SOCIÉTÉ D'ÉTUDES BENJAMIN FONDANE

L'Art en question N° 23

Éditorial

En guise de préambule, j’aurais aimé évoquer le miracle de Peyresq, qui nous plonge pour quelques jours dans une durée autre, où se dissout le temps mesurable. Toutefois, dans la pesanteur d’une pandémie qui nous plonge dans un espace rétréci, dans un temps disloqué, à l’heure où nous souffrons d’un mal des fantômes, une phrase de Fondane me revient à l’esprit : « Nous vivons dans le peut-être », lisons-nous dans une lettre de 1941 à Jean Ballard.

Pour nous réconforter, jetons un regard sur l’année écoulée : elle fut riche en promesses réalisées, avec de nombreuses publications : livres, traductions, participations à des colloques, de Carcassonne à Zürich, de Padoue à Bucarest. Notre Cahier 23 poursuit une réflexion sur la question de l’art, sujet qui n’a cessé de hanter Fondane. Dès le Faux Traité de 1925, il s’interroge : y aurait-il donc un autre art, que l’art ? Il ne pourra donner une réponse satisfaisante qu’après sa découverte des travaux de Lévy-Bruhl, ainsi que le démontre son Métaphysicien malgré lui, cet inédit enfin publié aux éditions de l’Éclat l’automne dernier grâce aux efforts de Serge Nicolas, de Dominique Guedj, sans oublier ceux de l’éditeur Michel Valensi.

------------------------------------------------------------

• Exercices:
(1) Comptez, parmi les lignes ci-dessous, celles qui contiennent le mot « deck », en respectant la casse. Donnez uniquement ce nombre.
(2) Poursuivez l'éditorial sur Benjamin Fondane, reproduit ci-dessus, en reprenant juste après sa dernière phrase.

• Lignes de données:
------------------------------------------------------------

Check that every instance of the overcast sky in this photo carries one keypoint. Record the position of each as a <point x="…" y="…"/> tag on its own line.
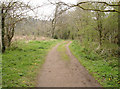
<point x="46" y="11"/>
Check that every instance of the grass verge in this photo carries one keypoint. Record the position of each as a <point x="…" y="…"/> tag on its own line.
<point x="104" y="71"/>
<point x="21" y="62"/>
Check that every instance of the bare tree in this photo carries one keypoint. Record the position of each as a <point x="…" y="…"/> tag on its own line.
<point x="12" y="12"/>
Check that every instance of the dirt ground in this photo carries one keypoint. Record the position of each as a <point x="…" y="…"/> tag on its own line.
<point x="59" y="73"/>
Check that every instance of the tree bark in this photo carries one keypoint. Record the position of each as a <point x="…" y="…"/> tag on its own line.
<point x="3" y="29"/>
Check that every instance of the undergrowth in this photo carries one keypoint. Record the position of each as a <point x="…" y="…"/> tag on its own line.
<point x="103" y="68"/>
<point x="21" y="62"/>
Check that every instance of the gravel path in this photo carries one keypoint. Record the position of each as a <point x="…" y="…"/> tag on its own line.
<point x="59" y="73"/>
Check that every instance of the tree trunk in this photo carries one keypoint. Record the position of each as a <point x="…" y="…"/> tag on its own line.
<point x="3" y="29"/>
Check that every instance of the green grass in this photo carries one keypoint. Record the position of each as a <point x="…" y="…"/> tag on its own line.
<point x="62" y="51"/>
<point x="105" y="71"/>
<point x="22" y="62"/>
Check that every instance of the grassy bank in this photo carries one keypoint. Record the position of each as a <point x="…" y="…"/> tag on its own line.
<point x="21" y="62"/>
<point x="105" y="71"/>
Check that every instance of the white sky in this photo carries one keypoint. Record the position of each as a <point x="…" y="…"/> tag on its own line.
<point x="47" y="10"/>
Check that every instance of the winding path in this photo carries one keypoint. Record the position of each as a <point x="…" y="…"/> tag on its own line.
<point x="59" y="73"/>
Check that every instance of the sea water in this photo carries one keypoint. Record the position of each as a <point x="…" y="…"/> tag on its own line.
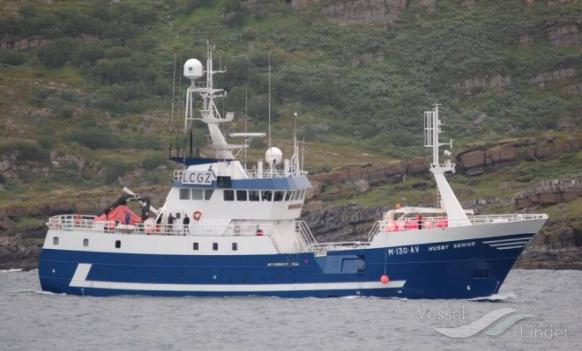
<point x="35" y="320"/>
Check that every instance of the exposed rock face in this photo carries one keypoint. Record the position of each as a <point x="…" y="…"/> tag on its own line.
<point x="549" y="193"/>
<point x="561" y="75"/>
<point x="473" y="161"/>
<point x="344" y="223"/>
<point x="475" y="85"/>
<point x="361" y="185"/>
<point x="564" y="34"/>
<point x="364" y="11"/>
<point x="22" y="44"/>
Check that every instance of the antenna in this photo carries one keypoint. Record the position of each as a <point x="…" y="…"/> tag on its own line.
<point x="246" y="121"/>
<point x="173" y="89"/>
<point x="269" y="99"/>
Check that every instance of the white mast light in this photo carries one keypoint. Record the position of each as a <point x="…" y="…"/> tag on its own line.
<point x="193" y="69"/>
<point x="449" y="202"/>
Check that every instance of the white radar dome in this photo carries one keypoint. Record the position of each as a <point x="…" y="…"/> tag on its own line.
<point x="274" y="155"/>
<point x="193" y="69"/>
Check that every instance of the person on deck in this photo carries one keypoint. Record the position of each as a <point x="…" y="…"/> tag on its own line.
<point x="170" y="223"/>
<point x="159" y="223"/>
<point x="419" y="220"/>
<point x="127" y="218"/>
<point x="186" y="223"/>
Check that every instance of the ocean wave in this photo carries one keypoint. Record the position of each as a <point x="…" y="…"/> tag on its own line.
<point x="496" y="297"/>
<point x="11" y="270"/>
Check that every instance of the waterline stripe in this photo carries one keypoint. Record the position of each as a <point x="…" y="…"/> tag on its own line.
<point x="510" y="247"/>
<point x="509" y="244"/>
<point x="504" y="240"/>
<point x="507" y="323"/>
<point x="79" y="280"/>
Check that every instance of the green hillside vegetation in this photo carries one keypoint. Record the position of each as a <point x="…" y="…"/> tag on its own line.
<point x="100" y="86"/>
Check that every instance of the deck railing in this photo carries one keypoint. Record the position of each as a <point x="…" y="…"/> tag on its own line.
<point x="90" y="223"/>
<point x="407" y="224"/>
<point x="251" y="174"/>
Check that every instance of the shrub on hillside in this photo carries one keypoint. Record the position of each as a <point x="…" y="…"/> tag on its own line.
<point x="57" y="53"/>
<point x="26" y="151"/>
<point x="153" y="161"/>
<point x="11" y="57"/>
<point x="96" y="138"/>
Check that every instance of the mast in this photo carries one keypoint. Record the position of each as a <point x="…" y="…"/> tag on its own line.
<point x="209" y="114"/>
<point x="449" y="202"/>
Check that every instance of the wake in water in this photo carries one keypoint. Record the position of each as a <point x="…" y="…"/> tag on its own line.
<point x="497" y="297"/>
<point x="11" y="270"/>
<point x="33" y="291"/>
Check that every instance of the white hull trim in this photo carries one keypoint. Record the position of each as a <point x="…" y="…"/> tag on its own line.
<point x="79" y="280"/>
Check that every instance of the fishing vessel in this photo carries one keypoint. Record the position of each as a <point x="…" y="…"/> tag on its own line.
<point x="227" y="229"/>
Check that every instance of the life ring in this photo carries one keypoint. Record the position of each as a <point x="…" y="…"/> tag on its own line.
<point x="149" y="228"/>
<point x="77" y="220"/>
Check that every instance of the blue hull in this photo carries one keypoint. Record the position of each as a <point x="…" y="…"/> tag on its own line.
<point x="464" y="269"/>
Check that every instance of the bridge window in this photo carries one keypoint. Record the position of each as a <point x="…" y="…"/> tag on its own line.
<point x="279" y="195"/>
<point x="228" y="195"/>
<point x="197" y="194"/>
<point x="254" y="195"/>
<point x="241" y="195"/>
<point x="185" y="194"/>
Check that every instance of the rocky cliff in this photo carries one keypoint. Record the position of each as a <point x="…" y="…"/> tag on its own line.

------------------------------------------------------------

• Corrigés:
(1) 2

(2)
Ce Cahier 23 contient de nombreuses découvertes, dont celles de textes inédits. Le premier chapitre réunit des commentaires autour du Faux Traité de 1925 par Monique Jutrin et Serge Nicolas, ainsi qu’un article, « Faut-il brûler le Louvre ? », découvert par Aurélien Demars. Celui-ci a toujours insisté sur l’originalité des articles de jeunesse, permettant de mieux saisir la genèse des questions qui taraudaient Fondane depuis l’adolescence. Le chapitre suivant renouvelle la lecture du Festin de Balthazar, à la fois dans l’optique de la philosophie (Alice Gonzi) et dans celle de la pensée juive (Saralev Hollander). Suivent des considérations dans le domaine encore inexploré de la critique d’art (Carmen Oszi et Hélène Lenz). Quant à la figure d’Armand Pascal, peu connue, elle est enfin éclairée, grâce aux recherches d’Eric de Lussy et d’Agnès Lhermitte. Des études philosophiques et littéraires nous révèlent des connivences entre Pascal, Pythagore, Valéry et Fondane (Jean Dhombres), nous font relire Baudelaire et l’expérience du gouffre dans une perspective nouvelle (Margaret Teboul). Heidi Traendlin commente une lettre inédite de Fondane à Bousquet, découverte par Gheorghe Samoilă, qui malheureusement nous a quittés l’été dernier. Durant la séance consacrée à l’art pictural, Marina Levikoff nous a présenté ses dernières œuvres, inspirées par la poésie de Fondane.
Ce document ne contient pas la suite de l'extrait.